**WHAT TO WORK ON:** Output exactly the lines from the line with "Expected: one point per instance of the blue" through the end of the records below. Include nothing else.

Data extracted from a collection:
--------

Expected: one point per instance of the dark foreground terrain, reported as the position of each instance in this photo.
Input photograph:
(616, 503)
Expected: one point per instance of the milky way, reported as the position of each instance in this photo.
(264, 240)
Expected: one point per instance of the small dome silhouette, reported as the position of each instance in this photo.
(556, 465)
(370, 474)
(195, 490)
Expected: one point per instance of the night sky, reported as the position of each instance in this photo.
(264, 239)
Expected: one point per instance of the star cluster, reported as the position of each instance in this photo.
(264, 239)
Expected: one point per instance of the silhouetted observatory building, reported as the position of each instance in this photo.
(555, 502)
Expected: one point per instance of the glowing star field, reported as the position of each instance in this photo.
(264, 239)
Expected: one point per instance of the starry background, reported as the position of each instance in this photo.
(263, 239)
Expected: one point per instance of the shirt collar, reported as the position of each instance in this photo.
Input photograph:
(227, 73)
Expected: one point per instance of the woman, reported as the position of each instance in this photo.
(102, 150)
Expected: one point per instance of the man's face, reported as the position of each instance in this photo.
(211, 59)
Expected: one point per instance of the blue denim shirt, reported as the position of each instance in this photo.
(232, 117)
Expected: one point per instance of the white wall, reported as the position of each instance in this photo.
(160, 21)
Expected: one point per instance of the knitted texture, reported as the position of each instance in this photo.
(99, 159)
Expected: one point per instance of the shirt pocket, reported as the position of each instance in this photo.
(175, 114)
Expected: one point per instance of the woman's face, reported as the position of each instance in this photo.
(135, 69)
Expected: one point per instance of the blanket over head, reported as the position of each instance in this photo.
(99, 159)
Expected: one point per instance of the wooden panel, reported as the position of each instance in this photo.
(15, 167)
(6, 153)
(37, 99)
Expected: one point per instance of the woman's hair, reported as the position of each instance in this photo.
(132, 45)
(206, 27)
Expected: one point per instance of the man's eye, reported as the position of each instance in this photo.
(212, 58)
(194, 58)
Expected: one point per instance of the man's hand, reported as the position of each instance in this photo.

--------

**SOLUTION:**
Expected: one point per instance of the blue denim shirt, reported as the position of each instance in this photo.
(232, 117)
Expected: one point per instance of the white wall, reported as the position of each instance in this photo.
(160, 21)
Expected: one point per instance of the knitted texture, reported as the position of each instance in this photo.
(99, 159)
Expected: one point per instance of the shirt pocket, reported as the position of each instance in this photo.
(175, 114)
Expected: one point per instance of the woman's face, reported as the position of each instance in this photo.
(135, 69)
Expected: one point per instance of the blanket over head, reported as the position of each instance in this photo.
(99, 159)
Expected: one point per instance of the wooden panel, reported as the position of each instance in this photo.
(15, 167)
(6, 153)
(37, 99)
Expected: one point per instance of the woman's hair, reported as the position of each instance in this photo.
(132, 45)
(206, 27)
Expected: one point per instance of the man's eye, reported as the position of each instance in this photo.
(212, 58)
(194, 58)
Expected: one point per instance of the man's hand, reported as the position of each instance in this photo.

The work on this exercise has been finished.